** Written task A **
In the Docling documentation excerpt, what happens to DrawingML elements when LibreOffice is not installed?
** Written task B **
Write the next part of the Docling documentation excerpt, picking up right after its final line.
[[ Page text open ]]
Extracts embedded images:
  • Inline pictures
  • Floating images
  • DrawingML shapes (requires LibreOffice)
  • VML graphics
for item, _ in doc.iterate_items():
    if isinstance(item, PictureItem):
        print(f"Image: {item.caption}")
        # Access image data
        img = item.image.pil_image
        img.save(f"image_{item.self_ref}.png")

Equations

Office Math ML (OMML) equations are converted to LaTeX:
for item, _ in doc.iterate_items():
    if item.label == DocItemLabel.FORMULA:
        print(f"Formula: {item.text}")
        # Text contains LaTeX representation

Textboxes

Content from textboxes and shapes is extracted:
  • Modern Word textboxes (<w:txbxContent>)
  • Legacy VML textboxes
  • DrawingML shape text

DrawingML Support

For complex DrawingML elements (charts, diagrams, SmartArt), Docling can use LibreOffice for conversion:

Setup

# Install LibreOffice
# Ubuntu/Debian
sudo apt-get install libreoffice

# macOS
brew install libreoffice

# Set path if not in PATH
export DOCLING_LIBREOFFICE_CMD=/usr/bin/soffice
Without LibreOffice, DrawingML elements will be skipped with a warning.

Comments

Document comments are extracted and linked to their annotated paragraphs:
# Comments are preserved in the document
for item in doc.items:
    if hasattr(item, 'comments'):
        for comment in item.comments:
            print(f"Comment: {comment.text}")
[[ Page text closed ]]
[[ Data excerpts open ]]
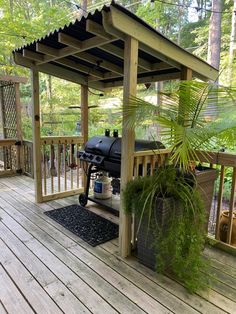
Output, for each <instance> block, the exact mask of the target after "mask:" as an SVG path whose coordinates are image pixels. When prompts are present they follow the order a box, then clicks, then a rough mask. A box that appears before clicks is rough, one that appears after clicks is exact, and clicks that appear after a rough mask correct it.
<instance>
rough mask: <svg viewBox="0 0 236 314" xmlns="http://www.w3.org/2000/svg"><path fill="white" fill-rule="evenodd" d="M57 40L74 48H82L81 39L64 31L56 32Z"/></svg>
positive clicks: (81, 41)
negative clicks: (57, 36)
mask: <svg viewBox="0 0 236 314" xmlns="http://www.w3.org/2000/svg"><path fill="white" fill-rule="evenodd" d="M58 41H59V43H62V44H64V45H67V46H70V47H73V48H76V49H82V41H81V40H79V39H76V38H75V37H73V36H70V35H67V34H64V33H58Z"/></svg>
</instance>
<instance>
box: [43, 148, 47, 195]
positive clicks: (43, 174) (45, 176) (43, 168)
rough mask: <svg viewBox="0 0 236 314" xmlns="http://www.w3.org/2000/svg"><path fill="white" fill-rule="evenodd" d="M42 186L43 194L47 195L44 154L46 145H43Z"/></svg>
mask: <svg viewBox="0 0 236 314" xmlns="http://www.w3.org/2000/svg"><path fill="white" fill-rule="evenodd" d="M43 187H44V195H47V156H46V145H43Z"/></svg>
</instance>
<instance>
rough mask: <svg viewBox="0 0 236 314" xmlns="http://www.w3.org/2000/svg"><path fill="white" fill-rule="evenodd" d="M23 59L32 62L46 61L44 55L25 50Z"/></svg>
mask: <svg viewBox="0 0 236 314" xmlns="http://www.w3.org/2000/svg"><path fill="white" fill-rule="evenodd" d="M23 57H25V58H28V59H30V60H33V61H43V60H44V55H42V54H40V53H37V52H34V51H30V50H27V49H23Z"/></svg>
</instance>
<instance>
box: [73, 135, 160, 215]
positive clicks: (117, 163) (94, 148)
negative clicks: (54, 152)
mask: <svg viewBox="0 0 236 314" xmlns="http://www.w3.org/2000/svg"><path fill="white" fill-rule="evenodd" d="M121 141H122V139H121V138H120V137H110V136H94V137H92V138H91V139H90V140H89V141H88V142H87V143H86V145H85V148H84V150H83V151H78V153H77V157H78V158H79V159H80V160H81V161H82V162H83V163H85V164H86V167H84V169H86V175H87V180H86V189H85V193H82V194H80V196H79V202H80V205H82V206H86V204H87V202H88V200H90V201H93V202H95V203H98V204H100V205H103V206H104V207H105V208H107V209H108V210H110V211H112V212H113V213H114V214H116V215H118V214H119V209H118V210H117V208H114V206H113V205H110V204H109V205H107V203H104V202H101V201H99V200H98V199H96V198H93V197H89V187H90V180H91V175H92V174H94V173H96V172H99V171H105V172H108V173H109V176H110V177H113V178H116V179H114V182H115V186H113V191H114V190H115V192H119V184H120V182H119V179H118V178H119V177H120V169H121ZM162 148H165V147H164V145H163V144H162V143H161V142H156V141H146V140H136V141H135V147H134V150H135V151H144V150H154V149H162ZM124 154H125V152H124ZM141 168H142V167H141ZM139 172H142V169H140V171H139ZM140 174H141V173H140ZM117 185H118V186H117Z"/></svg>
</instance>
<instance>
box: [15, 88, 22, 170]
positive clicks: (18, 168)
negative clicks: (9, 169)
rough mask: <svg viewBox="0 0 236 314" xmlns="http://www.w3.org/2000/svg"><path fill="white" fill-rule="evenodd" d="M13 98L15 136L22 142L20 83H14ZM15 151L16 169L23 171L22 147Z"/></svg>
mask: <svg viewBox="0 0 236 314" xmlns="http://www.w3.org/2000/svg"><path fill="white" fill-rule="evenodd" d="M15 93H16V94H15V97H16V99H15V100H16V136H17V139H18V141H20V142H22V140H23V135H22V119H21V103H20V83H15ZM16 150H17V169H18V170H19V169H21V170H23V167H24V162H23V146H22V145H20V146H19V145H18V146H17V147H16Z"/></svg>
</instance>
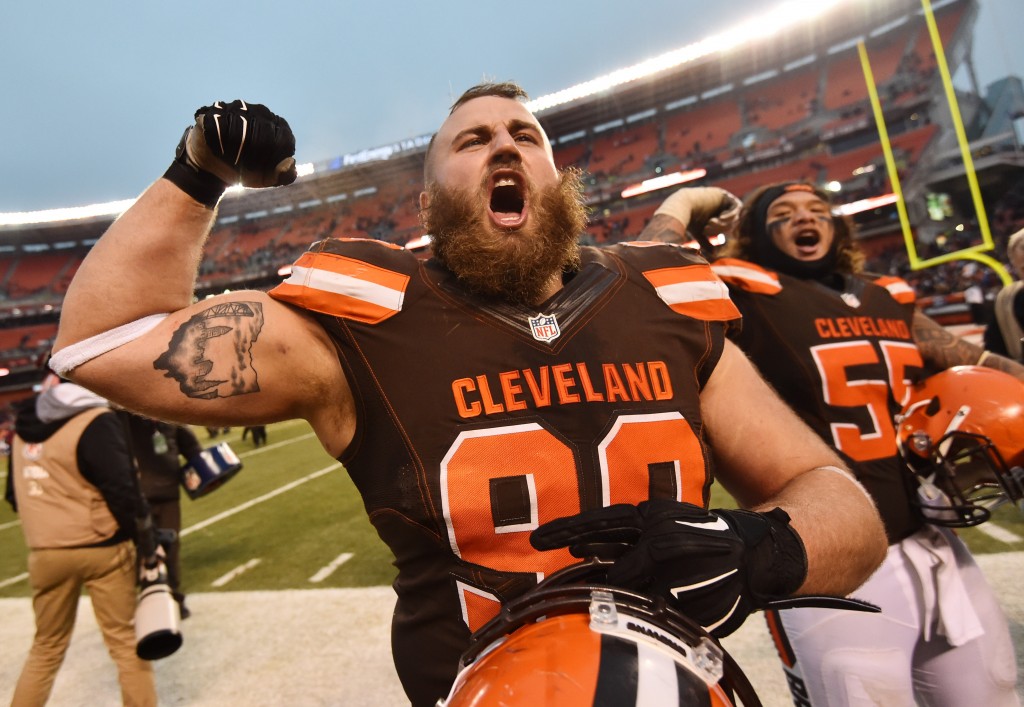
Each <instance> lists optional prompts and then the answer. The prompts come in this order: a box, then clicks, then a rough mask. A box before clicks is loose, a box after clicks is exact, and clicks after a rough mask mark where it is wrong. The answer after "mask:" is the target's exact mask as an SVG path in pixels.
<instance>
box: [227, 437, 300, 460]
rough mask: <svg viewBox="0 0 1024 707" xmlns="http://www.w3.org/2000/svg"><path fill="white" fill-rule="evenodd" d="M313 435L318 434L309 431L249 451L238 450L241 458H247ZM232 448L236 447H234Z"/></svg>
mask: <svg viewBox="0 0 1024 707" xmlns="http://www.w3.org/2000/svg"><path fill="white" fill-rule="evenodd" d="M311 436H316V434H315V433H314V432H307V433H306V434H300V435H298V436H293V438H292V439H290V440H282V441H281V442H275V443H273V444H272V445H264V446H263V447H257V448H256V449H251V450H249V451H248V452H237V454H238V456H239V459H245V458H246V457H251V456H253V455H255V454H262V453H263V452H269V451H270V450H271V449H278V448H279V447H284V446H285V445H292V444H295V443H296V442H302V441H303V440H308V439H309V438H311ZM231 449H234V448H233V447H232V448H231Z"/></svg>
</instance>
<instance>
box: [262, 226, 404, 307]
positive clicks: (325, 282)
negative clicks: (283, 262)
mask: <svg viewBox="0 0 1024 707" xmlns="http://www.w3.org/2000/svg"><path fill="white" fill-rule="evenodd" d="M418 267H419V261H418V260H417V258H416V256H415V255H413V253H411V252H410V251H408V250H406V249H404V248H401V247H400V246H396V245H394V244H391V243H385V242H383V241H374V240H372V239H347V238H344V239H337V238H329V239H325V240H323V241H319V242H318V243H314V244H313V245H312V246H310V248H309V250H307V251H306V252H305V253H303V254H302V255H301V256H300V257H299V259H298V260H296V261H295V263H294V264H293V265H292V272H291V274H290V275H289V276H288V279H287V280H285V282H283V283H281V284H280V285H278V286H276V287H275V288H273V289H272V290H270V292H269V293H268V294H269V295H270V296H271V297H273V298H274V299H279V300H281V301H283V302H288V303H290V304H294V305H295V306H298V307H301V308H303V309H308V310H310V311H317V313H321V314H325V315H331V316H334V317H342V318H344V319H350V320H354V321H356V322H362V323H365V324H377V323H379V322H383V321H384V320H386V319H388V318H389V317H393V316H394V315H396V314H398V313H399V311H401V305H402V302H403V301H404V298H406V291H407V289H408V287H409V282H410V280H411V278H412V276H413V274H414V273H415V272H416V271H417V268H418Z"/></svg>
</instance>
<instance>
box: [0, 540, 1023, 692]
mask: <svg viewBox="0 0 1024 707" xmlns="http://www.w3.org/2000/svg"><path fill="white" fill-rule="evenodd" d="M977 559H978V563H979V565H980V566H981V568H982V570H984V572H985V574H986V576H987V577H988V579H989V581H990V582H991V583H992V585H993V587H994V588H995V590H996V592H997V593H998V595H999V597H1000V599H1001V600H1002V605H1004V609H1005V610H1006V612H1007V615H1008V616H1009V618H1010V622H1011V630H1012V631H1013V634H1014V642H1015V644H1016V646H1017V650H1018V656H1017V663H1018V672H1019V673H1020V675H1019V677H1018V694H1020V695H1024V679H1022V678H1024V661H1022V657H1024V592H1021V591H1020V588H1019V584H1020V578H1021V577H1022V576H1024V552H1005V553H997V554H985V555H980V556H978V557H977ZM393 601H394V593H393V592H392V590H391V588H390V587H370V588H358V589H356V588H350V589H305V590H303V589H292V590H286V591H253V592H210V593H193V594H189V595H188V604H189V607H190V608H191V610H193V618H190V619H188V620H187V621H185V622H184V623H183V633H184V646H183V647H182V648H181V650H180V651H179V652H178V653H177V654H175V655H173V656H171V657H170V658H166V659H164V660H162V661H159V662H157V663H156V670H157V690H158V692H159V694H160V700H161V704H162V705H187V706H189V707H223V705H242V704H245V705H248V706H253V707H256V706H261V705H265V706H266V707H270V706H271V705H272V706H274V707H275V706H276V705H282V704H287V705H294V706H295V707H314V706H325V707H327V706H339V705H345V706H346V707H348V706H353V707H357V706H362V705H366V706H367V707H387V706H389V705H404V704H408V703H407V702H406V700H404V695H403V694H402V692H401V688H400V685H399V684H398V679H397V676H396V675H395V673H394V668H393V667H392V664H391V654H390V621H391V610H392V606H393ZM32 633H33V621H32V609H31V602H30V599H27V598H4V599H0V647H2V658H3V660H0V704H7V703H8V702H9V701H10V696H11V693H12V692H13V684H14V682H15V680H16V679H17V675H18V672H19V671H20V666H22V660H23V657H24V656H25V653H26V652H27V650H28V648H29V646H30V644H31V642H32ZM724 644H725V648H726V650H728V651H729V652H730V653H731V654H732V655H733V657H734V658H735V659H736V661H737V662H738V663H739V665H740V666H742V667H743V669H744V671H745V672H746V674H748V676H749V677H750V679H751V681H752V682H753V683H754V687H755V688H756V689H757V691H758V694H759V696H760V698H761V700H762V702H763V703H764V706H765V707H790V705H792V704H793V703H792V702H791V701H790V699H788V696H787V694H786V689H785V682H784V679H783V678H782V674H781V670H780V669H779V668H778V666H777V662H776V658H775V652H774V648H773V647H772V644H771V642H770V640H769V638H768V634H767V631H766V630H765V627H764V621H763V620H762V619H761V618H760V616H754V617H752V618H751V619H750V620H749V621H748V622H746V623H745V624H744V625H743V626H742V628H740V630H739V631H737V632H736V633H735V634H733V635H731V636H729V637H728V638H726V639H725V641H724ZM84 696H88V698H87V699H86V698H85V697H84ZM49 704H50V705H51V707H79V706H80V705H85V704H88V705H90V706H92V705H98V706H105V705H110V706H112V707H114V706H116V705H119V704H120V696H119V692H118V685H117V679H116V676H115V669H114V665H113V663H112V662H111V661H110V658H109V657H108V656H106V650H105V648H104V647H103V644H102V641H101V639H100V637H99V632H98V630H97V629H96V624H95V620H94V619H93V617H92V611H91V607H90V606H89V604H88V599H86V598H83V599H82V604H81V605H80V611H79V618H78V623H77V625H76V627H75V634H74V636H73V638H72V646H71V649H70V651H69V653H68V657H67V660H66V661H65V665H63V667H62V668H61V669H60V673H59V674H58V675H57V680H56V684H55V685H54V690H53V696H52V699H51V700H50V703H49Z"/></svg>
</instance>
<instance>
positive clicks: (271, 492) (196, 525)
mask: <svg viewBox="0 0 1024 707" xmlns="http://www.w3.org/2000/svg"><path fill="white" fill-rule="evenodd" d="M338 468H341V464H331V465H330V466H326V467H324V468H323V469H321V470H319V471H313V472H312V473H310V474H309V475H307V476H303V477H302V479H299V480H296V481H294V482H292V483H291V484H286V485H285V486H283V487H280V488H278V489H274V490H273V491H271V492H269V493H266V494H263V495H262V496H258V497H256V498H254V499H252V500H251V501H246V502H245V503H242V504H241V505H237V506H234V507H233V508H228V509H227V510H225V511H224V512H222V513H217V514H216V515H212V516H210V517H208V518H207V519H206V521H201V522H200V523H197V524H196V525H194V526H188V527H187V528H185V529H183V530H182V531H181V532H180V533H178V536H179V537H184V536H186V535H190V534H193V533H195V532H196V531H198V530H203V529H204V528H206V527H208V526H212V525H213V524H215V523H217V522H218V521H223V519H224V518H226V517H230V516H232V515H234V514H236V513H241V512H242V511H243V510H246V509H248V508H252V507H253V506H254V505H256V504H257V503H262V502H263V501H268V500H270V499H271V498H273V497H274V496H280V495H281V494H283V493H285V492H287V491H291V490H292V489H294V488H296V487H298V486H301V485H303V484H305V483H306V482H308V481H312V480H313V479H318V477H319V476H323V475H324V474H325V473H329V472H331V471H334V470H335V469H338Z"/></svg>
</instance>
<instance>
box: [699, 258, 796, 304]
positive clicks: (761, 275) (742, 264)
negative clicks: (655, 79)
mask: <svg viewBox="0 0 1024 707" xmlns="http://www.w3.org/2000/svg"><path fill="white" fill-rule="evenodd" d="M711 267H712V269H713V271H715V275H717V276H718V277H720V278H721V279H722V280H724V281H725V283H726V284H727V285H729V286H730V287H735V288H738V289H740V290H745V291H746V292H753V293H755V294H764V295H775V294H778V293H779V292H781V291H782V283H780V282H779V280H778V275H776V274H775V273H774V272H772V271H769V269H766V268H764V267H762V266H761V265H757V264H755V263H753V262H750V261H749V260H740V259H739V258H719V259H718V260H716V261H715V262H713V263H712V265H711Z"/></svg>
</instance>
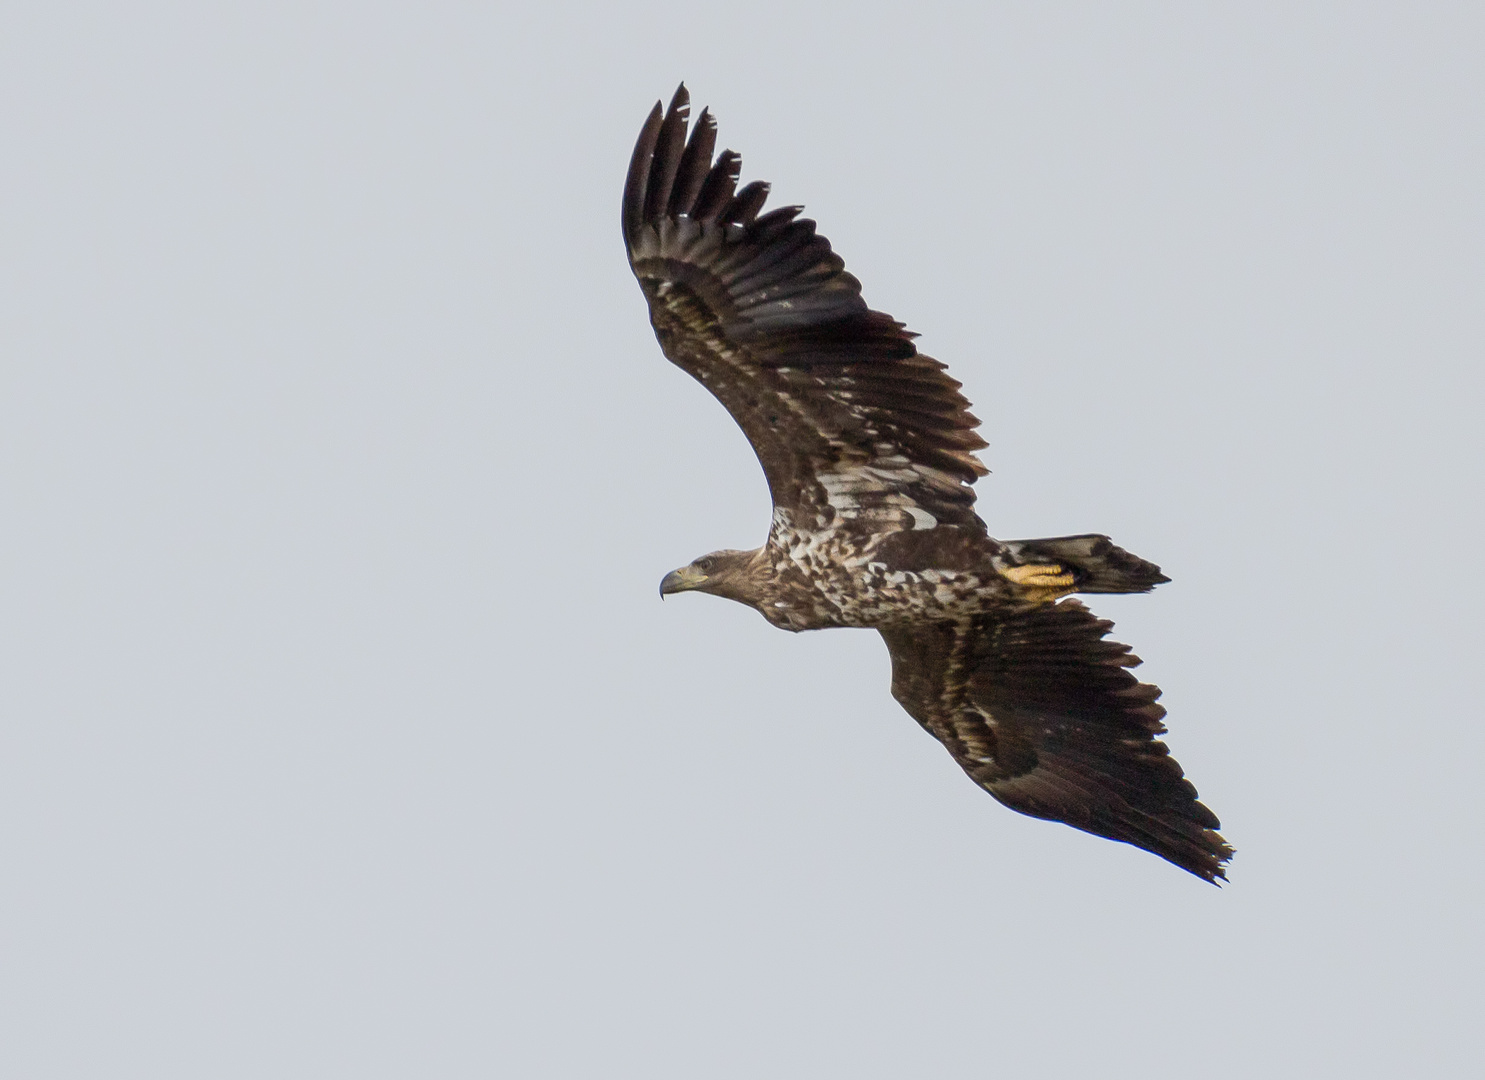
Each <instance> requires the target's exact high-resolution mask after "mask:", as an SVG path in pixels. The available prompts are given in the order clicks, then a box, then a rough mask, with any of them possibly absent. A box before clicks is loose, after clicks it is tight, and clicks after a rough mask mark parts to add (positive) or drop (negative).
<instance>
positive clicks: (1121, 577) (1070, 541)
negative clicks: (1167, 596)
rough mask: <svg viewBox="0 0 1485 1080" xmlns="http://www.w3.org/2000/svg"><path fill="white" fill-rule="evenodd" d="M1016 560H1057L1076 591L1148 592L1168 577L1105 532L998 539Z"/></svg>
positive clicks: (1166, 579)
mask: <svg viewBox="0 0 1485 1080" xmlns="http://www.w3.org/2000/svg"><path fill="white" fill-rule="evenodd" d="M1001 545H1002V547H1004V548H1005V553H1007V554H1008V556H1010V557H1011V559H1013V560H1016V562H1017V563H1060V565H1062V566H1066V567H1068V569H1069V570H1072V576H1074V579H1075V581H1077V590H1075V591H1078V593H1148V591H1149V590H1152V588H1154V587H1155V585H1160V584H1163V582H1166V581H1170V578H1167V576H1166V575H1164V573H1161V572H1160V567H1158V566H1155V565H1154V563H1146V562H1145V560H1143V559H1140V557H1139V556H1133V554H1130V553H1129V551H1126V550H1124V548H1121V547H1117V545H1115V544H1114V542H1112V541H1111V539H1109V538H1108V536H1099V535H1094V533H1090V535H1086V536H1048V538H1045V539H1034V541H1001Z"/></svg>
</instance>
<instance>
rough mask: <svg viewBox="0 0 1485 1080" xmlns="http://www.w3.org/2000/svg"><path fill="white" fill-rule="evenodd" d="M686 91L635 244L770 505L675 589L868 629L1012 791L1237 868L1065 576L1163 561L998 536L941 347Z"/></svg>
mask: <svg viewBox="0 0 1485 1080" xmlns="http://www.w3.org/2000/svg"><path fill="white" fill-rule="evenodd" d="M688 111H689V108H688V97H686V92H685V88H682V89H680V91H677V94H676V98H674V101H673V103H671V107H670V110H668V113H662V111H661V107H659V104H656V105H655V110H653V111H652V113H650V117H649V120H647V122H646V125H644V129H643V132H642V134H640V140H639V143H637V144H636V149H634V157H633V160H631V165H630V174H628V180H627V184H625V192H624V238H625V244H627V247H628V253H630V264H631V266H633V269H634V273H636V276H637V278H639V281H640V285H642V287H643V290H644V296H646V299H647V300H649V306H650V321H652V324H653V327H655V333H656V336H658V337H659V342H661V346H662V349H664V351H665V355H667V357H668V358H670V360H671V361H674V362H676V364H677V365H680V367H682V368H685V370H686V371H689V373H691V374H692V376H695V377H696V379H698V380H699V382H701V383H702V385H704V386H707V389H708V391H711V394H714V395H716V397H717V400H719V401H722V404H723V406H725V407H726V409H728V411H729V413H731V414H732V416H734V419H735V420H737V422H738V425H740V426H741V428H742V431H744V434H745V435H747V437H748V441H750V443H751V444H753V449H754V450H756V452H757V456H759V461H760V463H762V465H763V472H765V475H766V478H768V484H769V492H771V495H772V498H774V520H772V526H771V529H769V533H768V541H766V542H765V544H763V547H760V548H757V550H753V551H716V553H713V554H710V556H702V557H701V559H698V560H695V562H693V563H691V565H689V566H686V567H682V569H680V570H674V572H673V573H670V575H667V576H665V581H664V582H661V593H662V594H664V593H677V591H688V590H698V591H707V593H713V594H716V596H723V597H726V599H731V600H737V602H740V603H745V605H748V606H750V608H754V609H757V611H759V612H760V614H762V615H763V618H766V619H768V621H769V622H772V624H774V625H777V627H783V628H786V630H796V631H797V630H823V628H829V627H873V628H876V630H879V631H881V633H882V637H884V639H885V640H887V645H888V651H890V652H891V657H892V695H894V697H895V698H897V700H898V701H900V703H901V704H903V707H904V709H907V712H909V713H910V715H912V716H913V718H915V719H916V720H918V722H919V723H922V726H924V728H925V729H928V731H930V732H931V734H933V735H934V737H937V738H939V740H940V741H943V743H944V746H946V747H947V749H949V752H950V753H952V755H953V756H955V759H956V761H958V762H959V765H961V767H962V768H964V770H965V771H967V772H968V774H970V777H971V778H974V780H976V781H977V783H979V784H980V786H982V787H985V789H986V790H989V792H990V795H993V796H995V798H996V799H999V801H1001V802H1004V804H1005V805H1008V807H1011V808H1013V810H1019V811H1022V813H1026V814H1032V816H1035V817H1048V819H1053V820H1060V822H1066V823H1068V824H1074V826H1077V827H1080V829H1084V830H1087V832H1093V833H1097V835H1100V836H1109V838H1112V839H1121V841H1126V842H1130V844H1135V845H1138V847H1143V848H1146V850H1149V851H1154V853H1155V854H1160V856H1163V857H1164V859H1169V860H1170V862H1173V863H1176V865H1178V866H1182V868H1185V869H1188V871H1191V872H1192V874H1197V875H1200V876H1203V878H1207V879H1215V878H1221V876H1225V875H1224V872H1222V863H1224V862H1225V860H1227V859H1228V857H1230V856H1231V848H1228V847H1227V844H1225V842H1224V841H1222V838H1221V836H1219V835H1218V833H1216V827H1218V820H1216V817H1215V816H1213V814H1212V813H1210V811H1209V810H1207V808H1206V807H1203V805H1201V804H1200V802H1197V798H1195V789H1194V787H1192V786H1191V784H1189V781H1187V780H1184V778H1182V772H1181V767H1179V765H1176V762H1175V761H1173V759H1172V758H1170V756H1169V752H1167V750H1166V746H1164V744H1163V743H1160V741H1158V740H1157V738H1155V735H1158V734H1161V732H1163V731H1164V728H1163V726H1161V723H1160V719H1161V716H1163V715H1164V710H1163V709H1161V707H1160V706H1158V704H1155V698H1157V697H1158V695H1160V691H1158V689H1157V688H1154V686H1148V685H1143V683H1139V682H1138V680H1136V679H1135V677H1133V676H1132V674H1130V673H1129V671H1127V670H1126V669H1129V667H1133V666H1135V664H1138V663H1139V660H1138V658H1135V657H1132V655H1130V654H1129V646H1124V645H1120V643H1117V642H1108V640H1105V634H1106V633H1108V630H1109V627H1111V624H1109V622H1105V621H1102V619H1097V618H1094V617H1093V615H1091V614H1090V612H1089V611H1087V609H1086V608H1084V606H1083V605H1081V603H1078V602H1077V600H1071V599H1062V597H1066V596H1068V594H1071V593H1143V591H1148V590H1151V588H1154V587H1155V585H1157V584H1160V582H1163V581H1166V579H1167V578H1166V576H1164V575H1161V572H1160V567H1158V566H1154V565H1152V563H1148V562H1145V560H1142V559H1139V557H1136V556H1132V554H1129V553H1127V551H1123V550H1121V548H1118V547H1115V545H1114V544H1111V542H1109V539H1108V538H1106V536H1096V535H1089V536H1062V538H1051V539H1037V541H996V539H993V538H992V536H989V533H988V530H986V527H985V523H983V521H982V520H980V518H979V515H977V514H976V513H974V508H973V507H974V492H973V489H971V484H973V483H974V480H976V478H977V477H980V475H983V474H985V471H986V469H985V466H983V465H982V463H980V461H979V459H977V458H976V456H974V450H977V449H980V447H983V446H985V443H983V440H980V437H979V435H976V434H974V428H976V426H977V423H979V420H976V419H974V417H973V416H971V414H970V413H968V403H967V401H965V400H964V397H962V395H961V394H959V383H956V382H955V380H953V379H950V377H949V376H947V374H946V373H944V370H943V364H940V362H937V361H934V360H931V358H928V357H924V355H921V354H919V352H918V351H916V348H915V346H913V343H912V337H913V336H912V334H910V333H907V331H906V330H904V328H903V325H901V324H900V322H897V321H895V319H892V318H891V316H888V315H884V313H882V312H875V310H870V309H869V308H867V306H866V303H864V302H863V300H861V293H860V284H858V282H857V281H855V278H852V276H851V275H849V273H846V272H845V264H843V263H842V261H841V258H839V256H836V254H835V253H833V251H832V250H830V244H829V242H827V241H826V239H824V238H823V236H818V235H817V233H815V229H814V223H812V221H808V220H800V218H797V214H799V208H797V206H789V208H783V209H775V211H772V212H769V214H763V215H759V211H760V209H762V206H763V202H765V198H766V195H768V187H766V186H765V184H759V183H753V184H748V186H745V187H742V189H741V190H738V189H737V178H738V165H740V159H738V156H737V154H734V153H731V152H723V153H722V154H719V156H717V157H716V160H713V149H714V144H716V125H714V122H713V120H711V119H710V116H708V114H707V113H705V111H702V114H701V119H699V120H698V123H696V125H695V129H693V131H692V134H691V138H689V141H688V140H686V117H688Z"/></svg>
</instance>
[[ Data excerpts closed ]]
** Task answer A **
They are skipped with a warning.

** Task answer B **
Header and footer content is extracted as furniture-layer content:
from docling_core.types.doc.document import ContentLayer

for item, _ in doc.iterate_items():
    if item.content_layer == ContentLayer.FURNITURE:
        print(f"Furniture: {item.text}")

Advanced Features

Numbered Headings

Word documents with numbered headings (e.g., “1.2.3 Section Title”) preserve numbering:
# Numbered headings include automatic numbering
for item, _ in doc.iterate_items():
    if isinstance(item, HeadingItem):
        print(f"{item.text}")  # "1.2.3 Section Title"

List Counters

The backend tracks list counters across the document:
  • Separate counters per list ID and level
  • Automatic reset on new sequences
  • Support for custom start numbers

Style Detection

Automatic detection of Word styles:
  • Built-in styles (Heading 1-9, Title, Normal, etc.)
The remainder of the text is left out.